Entries supplied -
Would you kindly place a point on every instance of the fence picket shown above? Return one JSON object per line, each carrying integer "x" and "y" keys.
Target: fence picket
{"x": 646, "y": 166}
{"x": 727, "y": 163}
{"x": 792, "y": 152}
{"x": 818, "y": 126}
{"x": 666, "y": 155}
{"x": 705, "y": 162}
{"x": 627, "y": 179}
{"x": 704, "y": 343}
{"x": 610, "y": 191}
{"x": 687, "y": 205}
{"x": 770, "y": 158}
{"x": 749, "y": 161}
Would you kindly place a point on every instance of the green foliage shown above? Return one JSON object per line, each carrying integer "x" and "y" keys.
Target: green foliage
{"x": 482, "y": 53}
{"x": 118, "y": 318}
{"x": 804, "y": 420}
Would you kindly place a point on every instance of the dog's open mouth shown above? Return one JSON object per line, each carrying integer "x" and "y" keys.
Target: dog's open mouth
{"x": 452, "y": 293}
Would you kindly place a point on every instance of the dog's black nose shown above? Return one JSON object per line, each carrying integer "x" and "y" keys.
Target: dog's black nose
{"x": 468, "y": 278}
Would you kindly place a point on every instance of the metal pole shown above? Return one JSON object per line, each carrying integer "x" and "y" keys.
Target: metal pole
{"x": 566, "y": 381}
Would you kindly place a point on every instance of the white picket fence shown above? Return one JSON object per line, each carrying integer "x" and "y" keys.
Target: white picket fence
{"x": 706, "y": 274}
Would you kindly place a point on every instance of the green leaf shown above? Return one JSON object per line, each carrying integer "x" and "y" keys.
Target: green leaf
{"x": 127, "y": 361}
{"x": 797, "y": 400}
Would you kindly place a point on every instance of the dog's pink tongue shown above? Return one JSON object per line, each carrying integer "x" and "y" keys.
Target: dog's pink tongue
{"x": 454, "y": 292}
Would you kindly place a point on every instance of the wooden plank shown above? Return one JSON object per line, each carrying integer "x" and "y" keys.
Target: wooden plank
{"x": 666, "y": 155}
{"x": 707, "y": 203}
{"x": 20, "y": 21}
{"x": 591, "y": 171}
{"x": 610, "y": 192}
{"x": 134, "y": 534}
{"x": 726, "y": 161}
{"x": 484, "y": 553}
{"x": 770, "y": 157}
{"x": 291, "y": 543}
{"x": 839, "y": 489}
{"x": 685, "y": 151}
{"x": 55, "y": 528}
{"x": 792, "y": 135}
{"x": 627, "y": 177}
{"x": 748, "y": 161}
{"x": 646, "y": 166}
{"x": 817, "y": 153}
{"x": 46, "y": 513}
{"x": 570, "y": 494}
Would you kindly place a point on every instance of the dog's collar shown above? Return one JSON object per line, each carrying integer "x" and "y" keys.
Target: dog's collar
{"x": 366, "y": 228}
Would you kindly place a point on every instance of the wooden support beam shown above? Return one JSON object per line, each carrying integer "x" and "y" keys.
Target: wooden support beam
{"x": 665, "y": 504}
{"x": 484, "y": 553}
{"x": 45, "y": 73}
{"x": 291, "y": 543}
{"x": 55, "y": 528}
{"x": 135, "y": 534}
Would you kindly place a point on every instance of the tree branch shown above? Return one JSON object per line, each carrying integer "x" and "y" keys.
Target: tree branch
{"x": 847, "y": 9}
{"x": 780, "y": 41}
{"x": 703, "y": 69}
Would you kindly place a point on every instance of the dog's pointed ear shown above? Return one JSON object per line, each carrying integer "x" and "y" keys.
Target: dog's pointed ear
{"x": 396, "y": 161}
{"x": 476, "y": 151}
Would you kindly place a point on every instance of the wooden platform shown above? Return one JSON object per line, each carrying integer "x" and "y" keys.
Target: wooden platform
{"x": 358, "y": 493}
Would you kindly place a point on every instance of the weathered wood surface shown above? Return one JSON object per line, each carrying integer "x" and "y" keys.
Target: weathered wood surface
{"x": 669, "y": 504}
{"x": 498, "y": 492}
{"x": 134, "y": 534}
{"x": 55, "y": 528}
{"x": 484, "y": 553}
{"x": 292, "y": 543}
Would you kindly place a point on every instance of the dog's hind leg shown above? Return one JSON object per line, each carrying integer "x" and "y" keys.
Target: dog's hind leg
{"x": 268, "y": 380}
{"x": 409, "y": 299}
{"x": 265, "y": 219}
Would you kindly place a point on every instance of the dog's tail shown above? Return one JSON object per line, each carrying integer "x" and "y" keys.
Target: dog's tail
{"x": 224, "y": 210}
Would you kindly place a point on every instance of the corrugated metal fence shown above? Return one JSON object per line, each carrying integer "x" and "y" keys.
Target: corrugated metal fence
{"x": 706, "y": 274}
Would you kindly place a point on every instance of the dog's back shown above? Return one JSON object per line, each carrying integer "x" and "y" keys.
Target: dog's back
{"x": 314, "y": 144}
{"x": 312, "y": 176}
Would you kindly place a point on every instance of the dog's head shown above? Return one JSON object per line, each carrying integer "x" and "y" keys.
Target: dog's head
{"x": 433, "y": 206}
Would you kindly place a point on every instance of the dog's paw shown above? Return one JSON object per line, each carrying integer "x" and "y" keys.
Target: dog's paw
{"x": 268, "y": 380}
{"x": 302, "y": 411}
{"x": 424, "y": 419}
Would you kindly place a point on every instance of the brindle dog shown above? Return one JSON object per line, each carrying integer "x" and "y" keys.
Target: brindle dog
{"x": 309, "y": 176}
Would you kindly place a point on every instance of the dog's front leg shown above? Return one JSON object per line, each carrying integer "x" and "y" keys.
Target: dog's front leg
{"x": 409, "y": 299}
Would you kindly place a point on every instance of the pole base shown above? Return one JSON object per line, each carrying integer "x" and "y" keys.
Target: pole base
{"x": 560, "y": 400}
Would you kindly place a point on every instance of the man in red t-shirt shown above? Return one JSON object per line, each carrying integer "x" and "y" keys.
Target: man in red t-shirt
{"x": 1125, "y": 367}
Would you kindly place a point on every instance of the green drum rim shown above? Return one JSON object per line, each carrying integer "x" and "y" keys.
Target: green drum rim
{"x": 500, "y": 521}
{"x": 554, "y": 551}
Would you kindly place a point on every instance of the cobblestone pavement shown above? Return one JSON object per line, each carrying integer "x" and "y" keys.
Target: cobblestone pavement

Directive - Give back all of the material above verbatim, with every line in its original order and no character changed.

Completed exercise -
Would you kindly place a point on every instance of the fence picket shown above? Return one JSON object per line, each carrying integer "x" and "y" keys.
Target: fence picket
{"x": 646, "y": 166}
{"x": 727, "y": 163}
{"x": 792, "y": 152}
{"x": 818, "y": 126}
{"x": 666, "y": 155}
{"x": 705, "y": 162}
{"x": 627, "y": 179}
{"x": 704, "y": 343}
{"x": 610, "y": 191}
{"x": 687, "y": 205}
{"x": 770, "y": 158}
{"x": 749, "y": 161}
Would you kindly place a point on every instance of the green foliage shown above? Return one JSON object per line, each carrying integer "x" and "y" keys.
Target: green foliage
{"x": 482, "y": 53}
{"x": 118, "y": 318}
{"x": 804, "y": 420}
Would you kindly place a point on every instance of the dog's open mouth shown above? Return one JSON object per line, each carrying integer "x" and "y" keys.
Target: dog's open mouth
{"x": 452, "y": 293}
Would you kindly place a point on every instance of the dog's black nose shown above? Return one JSON object per line, each carrying integer "x" and "y" keys.
Target: dog's black nose
{"x": 468, "y": 278}
Would you kindly place a point on every instance of the metal pole shown above? Return one JSON object per line, each carrying integer "x" and "y" keys.
Target: metal pole
{"x": 566, "y": 381}
Would you kindly place a point on every instance of the white picket fence shown above? Return one JSON object per line, each carrying integer "x" and "y" keys.
Target: white picket fence
{"x": 706, "y": 274}
Would you kindly place a point on every instance of the green leaf shown above? Return one JSON object per line, each carrying integer "x" and "y" keys.
Target: green leaf
{"x": 127, "y": 361}
{"x": 797, "y": 400}
Would you kindly place a point on every instance of the dog's pink tongue shown above? Return one JSON object per line, each carrying integer "x" and "y" keys.
Target: dog's pink tongue
{"x": 454, "y": 292}
Would you kindly place a point on every instance of the wooden plank shown above? Return one JSON object per line, each carrying integer "x" and "y" keys.
Target: wooden plank
{"x": 666, "y": 155}
{"x": 707, "y": 203}
{"x": 20, "y": 21}
{"x": 591, "y": 171}
{"x": 610, "y": 192}
{"x": 134, "y": 534}
{"x": 726, "y": 161}
{"x": 484, "y": 553}
{"x": 770, "y": 157}
{"x": 291, "y": 543}
{"x": 839, "y": 489}
{"x": 685, "y": 151}
{"x": 55, "y": 528}
{"x": 792, "y": 135}
{"x": 627, "y": 177}
{"x": 748, "y": 161}
{"x": 646, "y": 166}
{"x": 817, "y": 153}
{"x": 46, "y": 513}
{"x": 570, "y": 494}
Would you kindly place a point on every instance of the dog's collar shown above? Return one JSON object per line, each carrying integer "x" and "y" keys.
Target: dog's collar
{"x": 366, "y": 228}
Would you kindly place a point on every instance of the wooden support beam shown above? Return one JSON object per line, each carrying integer "x" and "y" keys.
Target: wooden support beam
{"x": 665, "y": 504}
{"x": 484, "y": 553}
{"x": 45, "y": 73}
{"x": 291, "y": 543}
{"x": 55, "y": 528}
{"x": 135, "y": 534}
Would you kindly place a point on every instance of the tree branch shown above? Return one JSON object per line, each carrying integer "x" and "y" keys.
Target: tree branch
{"x": 847, "y": 9}
{"x": 780, "y": 41}
{"x": 703, "y": 69}
Would you kindly place a point on every instance of the dog's pointed ear shown above? Return one JSON object per line, each carrying integer "x" and "y" keys.
Target: dog's pointed ear
{"x": 396, "y": 161}
{"x": 476, "y": 151}
Would you kindly place a point on every instance of the wooden platform shown above? Return one JSON object per line, each carrying integer "x" and "y" keys.
Target: wooden platform
{"x": 358, "y": 493}
Would you kindly place a point on every instance of the weathered wood surface shown above? Return one JSON object per line, each carrying integer "x" and "y" keys.
Target: weathered wood surface
{"x": 669, "y": 504}
{"x": 498, "y": 492}
{"x": 134, "y": 534}
{"x": 55, "y": 528}
{"x": 484, "y": 553}
{"x": 292, "y": 543}
Would you kindly place a point on every instance of the dog's hind leg shown above? Return one JSON object per line, each carrying integer "x" and "y" keys.
Target: dog's hind leg
{"x": 268, "y": 380}
{"x": 409, "y": 299}
{"x": 265, "y": 219}
Would you kindly place a point on every instance of the dog's tail shown above? Return one JSON object per line, each carrying integer "x" and "y" keys.
Target: dog's tail
{"x": 224, "y": 210}
Would you kindly place a point on every instance of the corrugated metal fence shown above? Return one JSON object per line, each carrying integer "x" and "y" keys.
Target: corrugated metal fence
{"x": 706, "y": 274}
Would you kindly place a point on every instance of the dog's back shown above? Return one JSON object per line, each carrying integer "x" and "y" keys.
Target: dog's back
{"x": 314, "y": 144}
{"x": 312, "y": 176}
Would you kindly place a point on every instance of the dog's head shown above? Return one JSON object per line, each carrying integer "x" and "y" keys.
Target: dog's head
{"x": 433, "y": 206}
Would you kindly place a point on every instance of the dog's paw shown above? Return one JSON object per line, each carrying integer "x" and "y" keys.
Target: dog's paw
{"x": 268, "y": 380}
{"x": 302, "y": 411}
{"x": 424, "y": 419}
Would you kindly place a point on every instance of the brindle dog shown above? Return one JSON object per line, each carrying integer "x" and "y" keys.
Target: brindle dog
{"x": 309, "y": 176}
Would you kindly place a point on every instance of the dog's front leg shown above? Return one JSON object per line, each carrying integer "x" and "y" keys.
Target: dog's front leg
{"x": 409, "y": 299}
Would you kindly place a point on every instance of the pole base shown above? Return one JSON object per line, each carrying integer "x" and "y" keys.
Target: pole base
{"x": 560, "y": 400}
Would you kindly place a point on every instance of the man in red t-shirt shown above? Return one JSON object per line, each carrying integer "x" and "y" keys.
Target: man in red t-shirt
{"x": 1125, "y": 367}
Would you kindly place a point on every instance of the green drum rim shown above? Return one JSON object per line, each carrying integer "x" and "y" keys.
Target: green drum rim
{"x": 500, "y": 521}
{"x": 554, "y": 551}
Would you kindly place a point on every instance of the cobblestone pavement shown above? Return one JSON object per line, each carrying integer "x" and "y" keys.
Target: cobblestone pavement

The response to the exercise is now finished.